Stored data
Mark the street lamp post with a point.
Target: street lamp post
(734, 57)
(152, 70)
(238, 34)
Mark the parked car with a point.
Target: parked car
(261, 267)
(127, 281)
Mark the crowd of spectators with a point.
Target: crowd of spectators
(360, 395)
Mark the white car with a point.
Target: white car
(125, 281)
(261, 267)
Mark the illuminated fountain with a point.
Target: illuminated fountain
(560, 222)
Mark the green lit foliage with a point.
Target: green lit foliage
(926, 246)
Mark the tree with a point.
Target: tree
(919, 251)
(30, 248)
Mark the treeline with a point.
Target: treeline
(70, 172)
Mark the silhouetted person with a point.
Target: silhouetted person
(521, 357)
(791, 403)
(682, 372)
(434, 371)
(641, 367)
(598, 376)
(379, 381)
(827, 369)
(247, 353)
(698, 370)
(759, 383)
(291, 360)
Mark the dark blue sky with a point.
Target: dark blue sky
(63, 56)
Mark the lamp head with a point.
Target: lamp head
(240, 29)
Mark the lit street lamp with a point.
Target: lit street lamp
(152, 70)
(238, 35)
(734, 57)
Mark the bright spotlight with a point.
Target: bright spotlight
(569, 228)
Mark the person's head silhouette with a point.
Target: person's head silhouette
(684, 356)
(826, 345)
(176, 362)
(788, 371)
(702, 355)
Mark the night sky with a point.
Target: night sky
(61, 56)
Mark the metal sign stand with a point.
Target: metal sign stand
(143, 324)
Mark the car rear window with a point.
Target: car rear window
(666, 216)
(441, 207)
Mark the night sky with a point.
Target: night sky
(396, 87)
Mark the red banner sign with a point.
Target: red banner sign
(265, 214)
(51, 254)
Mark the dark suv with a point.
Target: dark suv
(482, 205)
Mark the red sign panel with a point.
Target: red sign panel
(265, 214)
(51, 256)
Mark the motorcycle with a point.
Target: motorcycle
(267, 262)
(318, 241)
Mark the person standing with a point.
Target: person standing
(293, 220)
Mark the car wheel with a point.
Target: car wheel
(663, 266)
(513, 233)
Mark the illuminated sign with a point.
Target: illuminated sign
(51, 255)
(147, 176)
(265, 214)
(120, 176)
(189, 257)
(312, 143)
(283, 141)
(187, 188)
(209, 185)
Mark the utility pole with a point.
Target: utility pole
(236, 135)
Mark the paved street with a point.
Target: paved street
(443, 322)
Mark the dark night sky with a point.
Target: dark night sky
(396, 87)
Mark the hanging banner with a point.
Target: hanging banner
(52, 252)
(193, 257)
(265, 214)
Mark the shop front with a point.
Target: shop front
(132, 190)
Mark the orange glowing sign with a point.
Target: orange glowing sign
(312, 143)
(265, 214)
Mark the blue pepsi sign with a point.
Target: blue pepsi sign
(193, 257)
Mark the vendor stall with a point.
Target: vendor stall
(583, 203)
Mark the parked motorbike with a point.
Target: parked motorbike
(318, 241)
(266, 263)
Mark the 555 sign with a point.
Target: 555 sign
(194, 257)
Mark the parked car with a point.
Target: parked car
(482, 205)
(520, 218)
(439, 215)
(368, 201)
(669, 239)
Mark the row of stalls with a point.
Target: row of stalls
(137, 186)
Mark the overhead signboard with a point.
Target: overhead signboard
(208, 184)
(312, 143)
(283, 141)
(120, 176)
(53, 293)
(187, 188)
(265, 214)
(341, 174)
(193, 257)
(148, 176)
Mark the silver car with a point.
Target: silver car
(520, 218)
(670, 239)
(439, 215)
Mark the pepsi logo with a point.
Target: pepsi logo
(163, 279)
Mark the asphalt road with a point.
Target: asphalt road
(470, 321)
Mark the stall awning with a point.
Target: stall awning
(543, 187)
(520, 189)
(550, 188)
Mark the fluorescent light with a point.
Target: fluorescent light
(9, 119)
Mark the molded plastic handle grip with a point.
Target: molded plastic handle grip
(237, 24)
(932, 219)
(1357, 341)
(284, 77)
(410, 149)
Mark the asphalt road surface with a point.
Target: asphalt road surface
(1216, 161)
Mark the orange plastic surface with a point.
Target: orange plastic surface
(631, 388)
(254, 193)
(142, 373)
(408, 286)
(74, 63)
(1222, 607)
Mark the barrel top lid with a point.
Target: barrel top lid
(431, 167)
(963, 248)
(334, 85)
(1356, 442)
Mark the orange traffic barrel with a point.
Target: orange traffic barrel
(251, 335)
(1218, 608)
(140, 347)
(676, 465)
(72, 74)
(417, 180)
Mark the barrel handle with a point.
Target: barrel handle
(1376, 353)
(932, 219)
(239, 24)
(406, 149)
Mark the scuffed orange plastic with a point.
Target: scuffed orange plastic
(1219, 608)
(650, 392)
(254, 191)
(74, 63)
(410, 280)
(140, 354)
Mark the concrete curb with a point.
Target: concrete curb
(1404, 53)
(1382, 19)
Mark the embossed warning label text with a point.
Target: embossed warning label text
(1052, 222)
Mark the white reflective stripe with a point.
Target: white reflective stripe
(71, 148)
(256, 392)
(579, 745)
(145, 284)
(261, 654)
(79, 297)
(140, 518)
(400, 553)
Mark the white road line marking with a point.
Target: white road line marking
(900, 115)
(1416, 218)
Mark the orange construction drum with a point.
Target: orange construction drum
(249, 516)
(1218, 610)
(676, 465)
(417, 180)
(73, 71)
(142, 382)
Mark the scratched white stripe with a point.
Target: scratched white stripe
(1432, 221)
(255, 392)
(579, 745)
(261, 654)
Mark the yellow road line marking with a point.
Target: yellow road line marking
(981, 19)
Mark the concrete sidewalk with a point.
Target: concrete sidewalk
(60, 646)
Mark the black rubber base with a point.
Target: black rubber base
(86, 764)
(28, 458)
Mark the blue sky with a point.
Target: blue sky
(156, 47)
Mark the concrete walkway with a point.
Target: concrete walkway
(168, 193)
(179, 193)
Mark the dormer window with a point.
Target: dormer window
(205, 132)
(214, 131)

## EXERCISE GOAL
Above are the entries. Copy exactly the part that opens with the line containing "Mark the asphalt road with a point." and closes with the line containing "Mark the orange construction", and no more.

## RESPONSE BOX
Mark the asphalt road with a point.
Target: asphalt road
(470, 321)
Mark the stall awning with a point.
Target: stall awning
(543, 187)
(520, 189)
(550, 188)
Mark the fluorescent light with a point.
Target: fluorescent light
(9, 119)
Mark the molded plastic handle grip with a point.
Target: molded plastic handle grip
(237, 24)
(932, 219)
(1357, 341)
(284, 77)
(410, 149)
Mark the asphalt road surface with a point.
Target: asphalt road surface
(1216, 161)
Mark the orange plastic surface with a point.
Target: orange plastic surface
(631, 388)
(254, 193)
(142, 373)
(408, 286)
(74, 63)
(1222, 607)
Mark the barrel top lid with a point.
Target: barrel top lid
(431, 167)
(963, 248)
(334, 85)
(1356, 442)
Mark the orange traffic barrel with a point.
Target: orange traffic barrel
(251, 335)
(1218, 608)
(140, 347)
(676, 465)
(72, 74)
(417, 180)
Mark the barrel handle with a point.
Target: barrel handle
(1376, 353)
(932, 219)
(239, 24)
(406, 149)
Mark the scuffed orange plastic with a point.
Target: scuffed orange plastic
(1219, 608)
(650, 392)
(254, 191)
(74, 63)
(410, 280)
(140, 354)
Mark the concrete curb with a point.
Target: concrete curb
(1404, 53)
(1382, 19)
Mark the embossed warning label text with a point.
Target: embossed warning label text
(1052, 222)
Mark the white reflective stripe with a point.
Target: white reflective stripe
(71, 148)
(256, 392)
(579, 745)
(145, 284)
(261, 654)
(79, 297)
(140, 518)
(400, 553)
Mark the white road line marking with a point.
Target: white road line marking
(900, 115)
(1416, 218)
Mark the orange construction drum with a point.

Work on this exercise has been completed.